Copy every record below exactly as written, but leave out the pictures.

** Start MATERIAL **

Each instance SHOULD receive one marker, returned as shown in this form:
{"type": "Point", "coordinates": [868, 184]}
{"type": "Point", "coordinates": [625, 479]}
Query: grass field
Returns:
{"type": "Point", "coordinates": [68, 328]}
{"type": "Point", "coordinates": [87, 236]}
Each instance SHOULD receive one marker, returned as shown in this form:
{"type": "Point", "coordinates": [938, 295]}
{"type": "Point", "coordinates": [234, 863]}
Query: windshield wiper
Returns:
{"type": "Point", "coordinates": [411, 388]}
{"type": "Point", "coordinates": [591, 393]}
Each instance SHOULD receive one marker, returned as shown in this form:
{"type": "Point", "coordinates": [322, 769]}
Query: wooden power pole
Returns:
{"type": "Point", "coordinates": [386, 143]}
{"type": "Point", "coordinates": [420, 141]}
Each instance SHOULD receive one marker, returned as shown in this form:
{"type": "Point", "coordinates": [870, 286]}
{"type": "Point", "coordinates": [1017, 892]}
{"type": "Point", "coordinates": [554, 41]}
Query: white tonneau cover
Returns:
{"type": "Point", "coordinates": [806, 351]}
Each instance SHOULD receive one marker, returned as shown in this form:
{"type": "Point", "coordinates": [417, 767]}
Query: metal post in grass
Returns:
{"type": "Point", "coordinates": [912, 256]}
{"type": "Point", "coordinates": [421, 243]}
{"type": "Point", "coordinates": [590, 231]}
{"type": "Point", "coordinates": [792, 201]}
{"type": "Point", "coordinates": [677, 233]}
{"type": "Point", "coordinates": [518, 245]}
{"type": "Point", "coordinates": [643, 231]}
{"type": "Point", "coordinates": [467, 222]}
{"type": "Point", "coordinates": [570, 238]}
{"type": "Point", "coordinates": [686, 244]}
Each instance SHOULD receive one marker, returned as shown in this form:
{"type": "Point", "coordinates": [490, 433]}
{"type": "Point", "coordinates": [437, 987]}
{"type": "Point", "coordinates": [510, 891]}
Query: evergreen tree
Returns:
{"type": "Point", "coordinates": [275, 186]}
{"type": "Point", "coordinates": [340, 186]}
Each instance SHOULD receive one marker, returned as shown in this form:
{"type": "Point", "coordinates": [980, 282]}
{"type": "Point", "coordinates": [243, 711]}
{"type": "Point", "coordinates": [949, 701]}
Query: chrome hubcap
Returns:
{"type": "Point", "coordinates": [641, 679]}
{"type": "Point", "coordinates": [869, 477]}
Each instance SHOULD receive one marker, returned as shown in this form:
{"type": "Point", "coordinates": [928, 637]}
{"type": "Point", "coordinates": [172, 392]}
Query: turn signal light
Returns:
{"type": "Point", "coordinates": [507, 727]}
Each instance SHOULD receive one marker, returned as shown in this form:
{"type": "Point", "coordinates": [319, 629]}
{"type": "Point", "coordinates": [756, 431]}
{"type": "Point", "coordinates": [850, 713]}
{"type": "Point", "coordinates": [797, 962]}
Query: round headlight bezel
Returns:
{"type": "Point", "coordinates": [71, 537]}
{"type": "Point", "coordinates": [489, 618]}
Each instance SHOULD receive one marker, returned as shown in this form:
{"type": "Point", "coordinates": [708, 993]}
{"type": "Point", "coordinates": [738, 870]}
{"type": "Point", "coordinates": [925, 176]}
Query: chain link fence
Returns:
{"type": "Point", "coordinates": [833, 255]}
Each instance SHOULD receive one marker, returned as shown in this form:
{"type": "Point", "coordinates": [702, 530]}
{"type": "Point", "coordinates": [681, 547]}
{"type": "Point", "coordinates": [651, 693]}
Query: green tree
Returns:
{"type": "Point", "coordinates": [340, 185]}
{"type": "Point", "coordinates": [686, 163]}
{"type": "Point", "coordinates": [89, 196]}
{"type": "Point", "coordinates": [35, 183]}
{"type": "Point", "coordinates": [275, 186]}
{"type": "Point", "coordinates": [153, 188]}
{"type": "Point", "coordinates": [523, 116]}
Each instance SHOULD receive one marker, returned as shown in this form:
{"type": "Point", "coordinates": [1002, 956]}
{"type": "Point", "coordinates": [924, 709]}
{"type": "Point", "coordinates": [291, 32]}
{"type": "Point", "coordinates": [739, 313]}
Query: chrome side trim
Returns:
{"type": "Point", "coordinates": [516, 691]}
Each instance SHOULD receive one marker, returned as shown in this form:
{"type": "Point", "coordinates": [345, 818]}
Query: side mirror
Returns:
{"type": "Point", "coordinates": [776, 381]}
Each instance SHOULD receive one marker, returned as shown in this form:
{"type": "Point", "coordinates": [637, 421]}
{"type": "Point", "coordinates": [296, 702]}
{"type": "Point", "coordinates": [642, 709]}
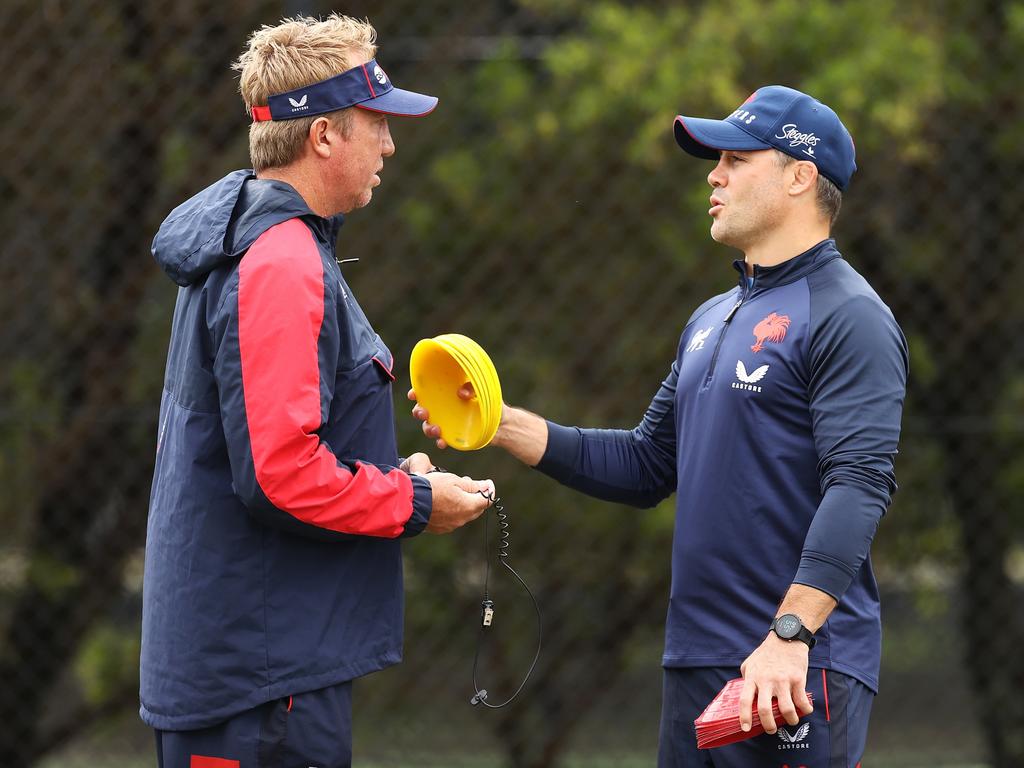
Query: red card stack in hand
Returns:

** End MATERIAL **

REPLY
Each instance SHOULD receive one marker, returned as shown in this form:
{"type": "Point", "coordinates": [868, 184]}
{"type": "Point", "coordinates": [625, 479]}
Query: grass field
Returns:
{"type": "Point", "coordinates": [68, 328]}
{"type": "Point", "coordinates": [87, 236]}
Each instance SHOULD receive one marker, returned as shown in this form:
{"type": "Point", "coordinates": [938, 295]}
{"type": "Point", "coordinates": [234, 863]}
Query: windshield wiper
Returns:
{"type": "Point", "coordinates": [411, 388]}
{"type": "Point", "coordinates": [591, 393]}
Each instance SHOULD receive one marker, returned as shown in this form:
{"type": "Point", "coordinates": [322, 769]}
Query: wooden power pole
Returns:
{"type": "Point", "coordinates": [386, 143]}
{"type": "Point", "coordinates": [420, 141]}
Each instance SHOULD receive one marker, returned as shown in this form:
{"type": "Point", "coordinates": [870, 286]}
{"type": "Point", "coordinates": [1017, 892]}
{"type": "Point", "coordinates": [554, 41]}
Query: white tonneau cover
Returns:
{"type": "Point", "coordinates": [806, 351]}
Each instance SHOULD receive one marker, returned as shown in this form:
{"type": "Point", "coordinates": [417, 767]}
Query: metal post in grass
Returns:
{"type": "Point", "coordinates": [912, 256]}
{"type": "Point", "coordinates": [421, 243]}
{"type": "Point", "coordinates": [590, 231]}
{"type": "Point", "coordinates": [792, 201]}
{"type": "Point", "coordinates": [677, 233]}
{"type": "Point", "coordinates": [518, 245]}
{"type": "Point", "coordinates": [643, 231]}
{"type": "Point", "coordinates": [467, 222]}
{"type": "Point", "coordinates": [570, 238]}
{"type": "Point", "coordinates": [686, 244]}
Each instance SHOULD receive one marker, returned as shown in this form:
{"type": "Point", "coordinates": [490, 433]}
{"type": "Point", "coordinates": [437, 987]}
{"type": "Point", "coordinates": [510, 891]}
Query: evergreen tree
Returns:
{"type": "Point", "coordinates": [275, 186]}
{"type": "Point", "coordinates": [340, 186]}
Each instance SHOULD receive one marker, returned as shown in this form:
{"type": "Point", "coordinates": [980, 282]}
{"type": "Point", "coordinates": [243, 711]}
{"type": "Point", "coordinates": [949, 701]}
Query: chrome hubcap
Returns:
{"type": "Point", "coordinates": [641, 679]}
{"type": "Point", "coordinates": [869, 477]}
Each instance SHOULD receive one marker, returned as shown in this form:
{"type": "Point", "coordinates": [928, 637]}
{"type": "Point", "coordinates": [172, 392]}
Query: turn signal light
Returns:
{"type": "Point", "coordinates": [507, 727]}
Each instance SHOULD receive one marker, returned as shown in this form:
{"type": "Point", "coordinates": [319, 629]}
{"type": "Point", "coordinates": [756, 431]}
{"type": "Point", "coordinates": [850, 713]}
{"type": "Point", "coordinates": [797, 962]}
Query: round headlight bezel
Returns:
{"type": "Point", "coordinates": [71, 537]}
{"type": "Point", "coordinates": [489, 618]}
Each instance SHOULD receive one marker, returned as shown in this form:
{"type": "Point", "coordinates": [708, 993]}
{"type": "Point", "coordinates": [738, 870]}
{"type": "Point", "coordinates": [925, 176]}
Query: chain link fence
Returns:
{"type": "Point", "coordinates": [833, 255]}
Each instance SHOULD receive one marker, returned as shown in this form:
{"type": "Point", "coordinates": [702, 530]}
{"type": "Point", "coordinates": [681, 547]}
{"type": "Point", "coordinates": [651, 693]}
Query: green tree
Returns:
{"type": "Point", "coordinates": [340, 185]}
{"type": "Point", "coordinates": [686, 163]}
{"type": "Point", "coordinates": [89, 196]}
{"type": "Point", "coordinates": [35, 183]}
{"type": "Point", "coordinates": [275, 186]}
{"type": "Point", "coordinates": [153, 188]}
{"type": "Point", "coordinates": [523, 116]}
Each instance SHOULD receive one marker, returned as shown in this form:
{"type": "Point", "coordinates": [1002, 956]}
{"type": "Point", "coordinates": [924, 709]}
{"type": "Point", "coordinates": [291, 32]}
{"type": "Point", "coordinates": [739, 313]}
Query: chrome side trim
Returns:
{"type": "Point", "coordinates": [516, 691]}
Each instance SHOULD receive one marker, returned as shown in this form:
{"type": "Point", "coordinates": [345, 818]}
Query: side mirror
Returns:
{"type": "Point", "coordinates": [776, 381]}
Each instance SHOULD receive one marker, returned as shown in this form:
{"type": "Point", "coordinates": [637, 421]}
{"type": "Point", "coordinates": [296, 702]}
{"type": "Point", "coordinates": [642, 709]}
Query: red card stack in hand
Returns:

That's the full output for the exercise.